*REQUIREMENT 1*. Edit the Short-toed Eagle interview by copying it out starting at "- Maremma (Tyrrhenian" and ending at "platform for nests?", with "conifer woods" changed to "pine woods".
*REQUIREMENT 2*. Proceed with the interview on the Short-toed Eagle in Italy from the point where it stops.

*EXTRACT TO READ*.
****************

Date of the interview: 21 September 2010
In this interview Francesco Petretti talks about the biology and current conservation situation of the Short-toed Eagle in Italy. Francesco has been studying those birds for many years and also wrote a book about the Short-toed Eagle called L’aquila dei serpenti (more information about the book here).
Markus Jais: How many pairs of the Short-toed Eagle do currently breed in Italy?
Francesco Petretti: Italian breeding population consists of approximately 600-800 pairs.
Markus Jais: How has the population developed during the last decades?
Francesco Petretti: There are signals of a slowly increase and range expansion particularly in mountain areas of Appennines and Alps, while in some historical breeding territories I noticed a decrease in the nesting densitiy.
Markus Jais: Where are the density centres for the species in Italy?
Francesco Petretti: We can identify three main breeding areas :
- Western Alps
- Liguria and Northern Tuscany ( from Genova to Massa Carrara)
- Maremma (Tyrrhenian hill system stretching from Southern Tuscany to Northern Latium)
Markus Jais: What habitat do the eagles prefer?
Francesco Petretti: Nesting territories occurs from 200 metres to 1200 metres of altitude, in different forest types, from Mediterranean Evergreen maquis and holm oak wood, to mixed deciduous forests and conifer woods.
Markus Jais: What is the preferred platform for nests?
Francesco Petretti: The birds build their own nest on Quercus ilex, Quercus cerris vith ivy, Juniper, Quercus suber and conifer trees.
Markus Jais: Is it known (for example via ring recoveries or satellite telemetry ) where Italien Short-toed Eagles spend the winter and which migration route they take?
Francesco Petretti: Most Short-toed Eagles are known to make a “circular migration” trough Gibraltar (Spain) to winter in Mauritania, Mali, Niger, Chad. Few individuals are known to migrate to North Africa passing trough Sicily and Marettimo island.
Markus Jais: What species of snakes are the most important prey for the Short-toed Eagle in Italy?

****************

*SUPPLIED ENTRIES*.

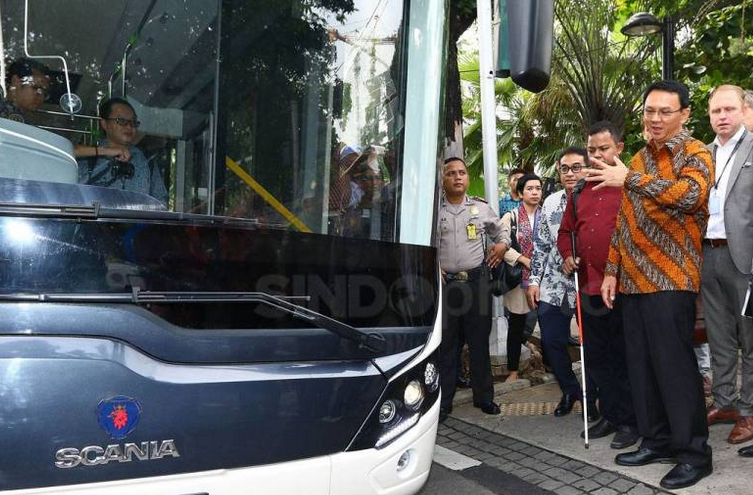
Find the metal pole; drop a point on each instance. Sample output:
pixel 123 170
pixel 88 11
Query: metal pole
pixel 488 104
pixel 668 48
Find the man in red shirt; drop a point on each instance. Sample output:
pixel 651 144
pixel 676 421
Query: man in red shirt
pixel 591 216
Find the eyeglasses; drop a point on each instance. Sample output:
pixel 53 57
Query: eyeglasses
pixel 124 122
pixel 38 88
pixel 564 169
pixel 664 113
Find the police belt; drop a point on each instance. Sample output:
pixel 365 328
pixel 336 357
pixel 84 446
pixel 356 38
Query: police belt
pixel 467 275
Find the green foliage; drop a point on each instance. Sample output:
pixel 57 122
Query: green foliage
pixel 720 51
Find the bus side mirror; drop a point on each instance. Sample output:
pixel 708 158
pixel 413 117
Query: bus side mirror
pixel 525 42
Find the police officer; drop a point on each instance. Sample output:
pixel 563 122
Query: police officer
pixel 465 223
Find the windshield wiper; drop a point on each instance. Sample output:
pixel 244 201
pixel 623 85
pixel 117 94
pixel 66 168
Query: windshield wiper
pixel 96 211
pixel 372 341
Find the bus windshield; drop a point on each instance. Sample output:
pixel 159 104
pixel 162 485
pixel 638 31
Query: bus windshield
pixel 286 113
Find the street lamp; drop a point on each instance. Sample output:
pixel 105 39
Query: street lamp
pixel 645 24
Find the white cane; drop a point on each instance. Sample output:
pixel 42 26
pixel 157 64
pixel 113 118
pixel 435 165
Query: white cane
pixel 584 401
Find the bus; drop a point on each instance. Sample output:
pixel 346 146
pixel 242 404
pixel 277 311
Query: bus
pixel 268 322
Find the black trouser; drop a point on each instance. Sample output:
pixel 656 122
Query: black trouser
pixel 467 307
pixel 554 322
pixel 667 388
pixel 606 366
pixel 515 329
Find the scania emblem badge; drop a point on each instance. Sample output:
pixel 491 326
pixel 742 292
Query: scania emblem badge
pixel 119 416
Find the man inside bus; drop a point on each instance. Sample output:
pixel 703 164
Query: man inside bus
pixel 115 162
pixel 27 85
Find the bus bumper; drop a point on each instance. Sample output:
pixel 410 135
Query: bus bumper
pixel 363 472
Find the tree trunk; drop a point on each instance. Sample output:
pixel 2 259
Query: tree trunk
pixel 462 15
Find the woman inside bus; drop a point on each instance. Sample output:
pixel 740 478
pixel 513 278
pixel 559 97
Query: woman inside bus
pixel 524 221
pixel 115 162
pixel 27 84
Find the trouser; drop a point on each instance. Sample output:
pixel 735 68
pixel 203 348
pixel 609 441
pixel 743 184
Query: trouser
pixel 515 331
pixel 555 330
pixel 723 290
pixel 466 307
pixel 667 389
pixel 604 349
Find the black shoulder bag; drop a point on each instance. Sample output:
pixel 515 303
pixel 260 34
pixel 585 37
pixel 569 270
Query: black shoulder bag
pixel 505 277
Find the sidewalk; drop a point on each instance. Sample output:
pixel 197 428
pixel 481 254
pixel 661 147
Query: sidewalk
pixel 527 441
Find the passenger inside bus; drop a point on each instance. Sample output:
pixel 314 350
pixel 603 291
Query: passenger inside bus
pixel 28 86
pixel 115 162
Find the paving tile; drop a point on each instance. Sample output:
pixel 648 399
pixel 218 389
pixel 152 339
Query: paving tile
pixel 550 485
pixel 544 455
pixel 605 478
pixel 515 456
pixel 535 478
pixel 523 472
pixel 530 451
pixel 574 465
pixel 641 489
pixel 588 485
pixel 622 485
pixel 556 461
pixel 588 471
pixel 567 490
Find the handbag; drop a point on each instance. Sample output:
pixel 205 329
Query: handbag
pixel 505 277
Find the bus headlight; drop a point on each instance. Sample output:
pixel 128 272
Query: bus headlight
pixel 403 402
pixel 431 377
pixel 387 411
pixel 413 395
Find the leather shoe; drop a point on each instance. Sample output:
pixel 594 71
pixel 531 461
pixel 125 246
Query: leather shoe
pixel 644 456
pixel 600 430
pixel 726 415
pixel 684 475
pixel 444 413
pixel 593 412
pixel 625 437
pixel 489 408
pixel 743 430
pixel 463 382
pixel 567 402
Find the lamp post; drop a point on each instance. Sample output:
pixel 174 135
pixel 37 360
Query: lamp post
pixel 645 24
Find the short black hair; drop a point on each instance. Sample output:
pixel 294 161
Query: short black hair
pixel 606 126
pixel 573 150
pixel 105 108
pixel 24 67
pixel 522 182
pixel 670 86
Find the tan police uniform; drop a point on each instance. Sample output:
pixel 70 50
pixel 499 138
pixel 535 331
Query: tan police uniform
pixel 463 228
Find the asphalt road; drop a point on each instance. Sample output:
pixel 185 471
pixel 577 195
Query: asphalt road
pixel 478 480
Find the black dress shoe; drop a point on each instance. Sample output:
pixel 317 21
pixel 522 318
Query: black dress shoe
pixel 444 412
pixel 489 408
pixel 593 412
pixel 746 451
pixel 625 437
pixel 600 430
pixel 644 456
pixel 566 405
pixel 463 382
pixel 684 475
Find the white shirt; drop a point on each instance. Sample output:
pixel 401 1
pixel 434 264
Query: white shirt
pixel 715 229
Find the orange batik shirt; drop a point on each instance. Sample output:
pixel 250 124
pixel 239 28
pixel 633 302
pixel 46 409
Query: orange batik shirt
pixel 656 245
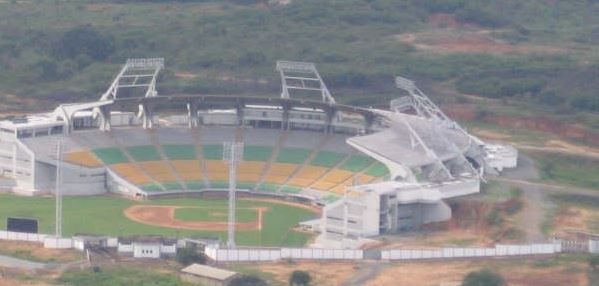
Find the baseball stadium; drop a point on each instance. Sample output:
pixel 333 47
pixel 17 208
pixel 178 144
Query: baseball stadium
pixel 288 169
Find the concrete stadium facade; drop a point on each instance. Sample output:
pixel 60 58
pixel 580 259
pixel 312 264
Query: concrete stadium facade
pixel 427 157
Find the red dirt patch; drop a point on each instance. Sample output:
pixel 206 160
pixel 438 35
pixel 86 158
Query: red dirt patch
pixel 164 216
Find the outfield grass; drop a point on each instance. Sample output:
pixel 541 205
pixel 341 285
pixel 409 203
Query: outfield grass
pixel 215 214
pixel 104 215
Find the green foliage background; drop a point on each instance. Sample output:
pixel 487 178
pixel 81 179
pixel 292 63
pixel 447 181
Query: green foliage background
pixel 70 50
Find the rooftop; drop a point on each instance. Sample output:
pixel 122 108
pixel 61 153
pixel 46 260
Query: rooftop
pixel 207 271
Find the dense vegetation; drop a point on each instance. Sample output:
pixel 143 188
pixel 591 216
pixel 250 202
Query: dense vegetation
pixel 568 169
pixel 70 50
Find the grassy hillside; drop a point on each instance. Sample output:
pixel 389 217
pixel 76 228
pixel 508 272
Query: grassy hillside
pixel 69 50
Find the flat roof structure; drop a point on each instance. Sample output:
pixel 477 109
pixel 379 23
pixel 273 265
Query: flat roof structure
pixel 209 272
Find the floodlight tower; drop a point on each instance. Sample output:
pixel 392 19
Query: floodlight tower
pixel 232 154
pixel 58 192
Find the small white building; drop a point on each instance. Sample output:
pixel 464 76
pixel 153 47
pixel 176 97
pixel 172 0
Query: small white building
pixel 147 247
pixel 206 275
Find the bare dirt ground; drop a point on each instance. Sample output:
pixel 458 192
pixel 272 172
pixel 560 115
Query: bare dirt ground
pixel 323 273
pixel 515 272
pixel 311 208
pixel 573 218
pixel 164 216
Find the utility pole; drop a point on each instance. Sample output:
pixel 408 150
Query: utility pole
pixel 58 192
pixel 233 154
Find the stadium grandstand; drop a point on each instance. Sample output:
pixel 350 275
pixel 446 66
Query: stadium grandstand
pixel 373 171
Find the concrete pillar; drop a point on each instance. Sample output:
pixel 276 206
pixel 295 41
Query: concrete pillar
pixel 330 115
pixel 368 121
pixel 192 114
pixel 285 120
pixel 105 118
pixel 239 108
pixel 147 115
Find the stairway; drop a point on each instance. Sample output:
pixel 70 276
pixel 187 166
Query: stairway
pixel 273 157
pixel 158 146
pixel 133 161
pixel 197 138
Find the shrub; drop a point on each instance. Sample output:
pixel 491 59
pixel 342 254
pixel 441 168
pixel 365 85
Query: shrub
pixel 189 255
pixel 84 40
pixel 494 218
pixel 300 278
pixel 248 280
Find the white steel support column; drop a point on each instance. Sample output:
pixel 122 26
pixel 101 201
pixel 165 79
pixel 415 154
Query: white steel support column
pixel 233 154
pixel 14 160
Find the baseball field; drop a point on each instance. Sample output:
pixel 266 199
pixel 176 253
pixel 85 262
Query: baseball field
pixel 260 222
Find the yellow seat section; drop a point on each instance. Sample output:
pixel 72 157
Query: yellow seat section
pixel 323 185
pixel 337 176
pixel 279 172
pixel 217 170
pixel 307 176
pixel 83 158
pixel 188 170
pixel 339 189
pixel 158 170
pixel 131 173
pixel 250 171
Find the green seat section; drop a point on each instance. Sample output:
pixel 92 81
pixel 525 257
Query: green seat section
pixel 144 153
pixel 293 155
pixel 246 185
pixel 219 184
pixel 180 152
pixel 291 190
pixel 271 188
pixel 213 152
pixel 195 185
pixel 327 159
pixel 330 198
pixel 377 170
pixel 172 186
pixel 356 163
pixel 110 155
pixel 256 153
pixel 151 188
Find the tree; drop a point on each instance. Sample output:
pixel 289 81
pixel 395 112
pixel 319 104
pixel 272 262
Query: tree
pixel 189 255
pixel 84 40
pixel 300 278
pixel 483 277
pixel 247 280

****************

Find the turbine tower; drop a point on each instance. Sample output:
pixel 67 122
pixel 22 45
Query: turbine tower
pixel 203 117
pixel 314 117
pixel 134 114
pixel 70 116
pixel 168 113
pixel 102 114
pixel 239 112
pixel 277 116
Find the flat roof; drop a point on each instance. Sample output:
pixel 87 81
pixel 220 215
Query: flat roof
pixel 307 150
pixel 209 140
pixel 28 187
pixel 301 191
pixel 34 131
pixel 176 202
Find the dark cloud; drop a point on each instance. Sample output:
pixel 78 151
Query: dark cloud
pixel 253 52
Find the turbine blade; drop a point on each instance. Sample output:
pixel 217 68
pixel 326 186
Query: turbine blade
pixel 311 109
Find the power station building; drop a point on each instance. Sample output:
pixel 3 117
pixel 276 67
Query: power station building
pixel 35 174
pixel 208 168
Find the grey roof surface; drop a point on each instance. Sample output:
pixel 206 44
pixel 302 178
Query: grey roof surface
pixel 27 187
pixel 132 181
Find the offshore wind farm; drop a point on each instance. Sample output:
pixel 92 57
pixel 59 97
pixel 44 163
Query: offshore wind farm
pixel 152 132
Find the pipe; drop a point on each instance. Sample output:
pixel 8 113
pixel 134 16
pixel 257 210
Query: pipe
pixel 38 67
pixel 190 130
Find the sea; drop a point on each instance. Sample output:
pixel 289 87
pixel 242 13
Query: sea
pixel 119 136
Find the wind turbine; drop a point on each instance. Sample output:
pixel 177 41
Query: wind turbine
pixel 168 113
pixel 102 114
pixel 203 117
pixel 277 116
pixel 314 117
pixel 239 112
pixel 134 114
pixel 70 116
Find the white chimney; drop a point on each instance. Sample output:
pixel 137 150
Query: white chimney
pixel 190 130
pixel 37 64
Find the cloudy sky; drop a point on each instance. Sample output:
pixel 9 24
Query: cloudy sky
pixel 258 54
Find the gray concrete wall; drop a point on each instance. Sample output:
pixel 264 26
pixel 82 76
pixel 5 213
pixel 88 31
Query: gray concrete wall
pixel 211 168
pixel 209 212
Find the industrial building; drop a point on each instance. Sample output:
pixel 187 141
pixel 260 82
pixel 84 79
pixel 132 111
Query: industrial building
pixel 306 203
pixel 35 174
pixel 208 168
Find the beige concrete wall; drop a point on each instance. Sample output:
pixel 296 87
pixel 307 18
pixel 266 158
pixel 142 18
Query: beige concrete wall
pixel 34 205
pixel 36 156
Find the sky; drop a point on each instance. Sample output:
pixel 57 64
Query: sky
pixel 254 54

****************

*RESPONSE 1*.
- Maremma (Tyrrhenian hill system stretching from Southern Tuscany to Northern Latium)
Markus Jais: What habitat do the eagles prefer?
Francesco Petretti: Nesting territories occurs from 200 metres to 1200 metres of altitude, in different forest types, from Mediterranean Evergreen maquis and holm oak wood, to mixed deciduous forests and pine woods.
Markus Jais: What is the preferred platform for nests?

*RESPONSE 2*.
Francesco Petretti: Coluber viridiflavus, Elaphe quatuorlineata, Elaphe longissima, Natrix natrix make the bulk of prey item. They are followed in smaller percentages by Vipers and other colubrid species.
Markus Jais: Are there known cases of Short-toed Eagles dying from snake poison?
Francesco Petretti: No.
Markus Jais: What other prey is taken?
Francesco Petretti: Lizards, toads, hares, rabbits,small birds, rodents.
Markus Jais: Is there competition for prey or nesting places with other raptors?
Francesco Petretti: The red and black kites feed on snakes, the same applies for the buzzard which preyes upon smaller specimens.
Markus Jais: How has the intensification of agriculture affected the Short-toed Eagle in Italy?
Francesco Petretti: Intensive farming leads to the destruction of important natural pastures and garigues utilized by the eagles for foraging.
Markus Jais: How many birds are electrocuted?
Francesco Petretti: few.
Markus Jais: Is illegal persecution, for example during migration, a problem?
Francesco Petretti: Yes, approx 50 individuals are shot every year.
Markus Jais: How is the conservation status for snakes in Italy?
Francesco Petretti: Snake populations are decreasing , many species are becoming rare, large specimens are scanty.
Short-toed Eagle with chick
© Francesco Petretti
Markus Jais: Are there any conservation programs for the species in Italy?
Francesco Petretti: No, but 15% of the species range is included in protected areas.
Markus Jais: What can be done to improve the situation for the Short-toed Eagle in Italy?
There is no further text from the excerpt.